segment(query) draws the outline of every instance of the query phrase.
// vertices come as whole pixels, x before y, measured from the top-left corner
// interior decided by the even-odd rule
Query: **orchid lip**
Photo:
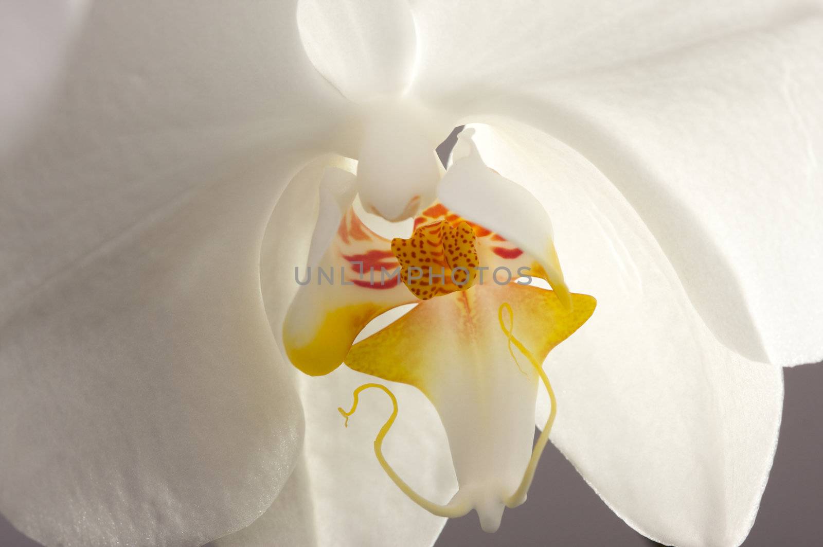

→ Exercise instructions
Reproduce every line of the data above verbatim, omitting the picture.

→ Exercise solution
segment(query) draws the outline of every instance of the query phrase.
// vertices come as whole pixels, x before y, measured from the top-left corner
// interior decided by the even-odd rule
Query: **orchid lip**
Photo:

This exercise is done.